**Aufgabe**
Übertrage alle folgenden Einträge Zeile für Zeile wortgetreu und lass die Bilder dabei weg.

Daten zur Regionensegmentierung
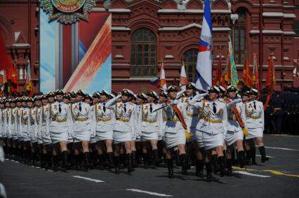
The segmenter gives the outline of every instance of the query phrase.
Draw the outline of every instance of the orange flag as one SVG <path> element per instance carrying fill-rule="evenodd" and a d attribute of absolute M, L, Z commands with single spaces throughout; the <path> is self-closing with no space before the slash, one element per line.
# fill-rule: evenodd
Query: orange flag
<path fill-rule="evenodd" d="M 219 55 L 219 62 L 217 66 L 216 73 L 213 81 L 213 85 L 219 85 L 221 83 L 221 72 L 222 72 L 222 64 L 221 64 L 221 54 Z"/>
<path fill-rule="evenodd" d="M 258 67 L 256 53 L 253 53 L 253 72 L 252 85 L 258 89 L 260 87 L 260 80 L 258 79 Z"/>
<path fill-rule="evenodd" d="M 248 60 L 247 57 L 247 55 L 245 55 L 245 61 L 244 61 L 244 66 L 243 69 L 243 83 L 247 87 L 251 87 L 252 86 L 252 79 L 251 79 L 251 72 L 248 64 Z"/>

**Lösung**
The segmenter gives the outline of every instance of the query phrase.
Draw the outline of every instance of the orange flag as one SVG <path> element per instance carrying fill-rule="evenodd" and a d attribute of absolute M, L, Z commands with single spaces throughout; the <path> is self-closing with no space before the slash, one element per line.
# fill-rule: evenodd
Query: orange flag
<path fill-rule="evenodd" d="M 219 55 L 219 62 L 217 66 L 216 73 L 213 81 L 213 85 L 219 85 L 221 83 L 221 72 L 222 72 L 222 64 L 221 64 L 221 54 Z"/>
<path fill-rule="evenodd" d="M 258 67 L 256 53 L 253 53 L 253 72 L 252 85 L 258 89 L 260 87 L 260 80 L 258 79 Z"/>
<path fill-rule="evenodd" d="M 248 60 L 247 57 L 247 55 L 245 55 L 245 61 L 244 61 L 244 66 L 243 69 L 243 83 L 247 87 L 251 87 L 252 86 L 252 79 L 251 79 L 251 72 L 248 64 Z"/>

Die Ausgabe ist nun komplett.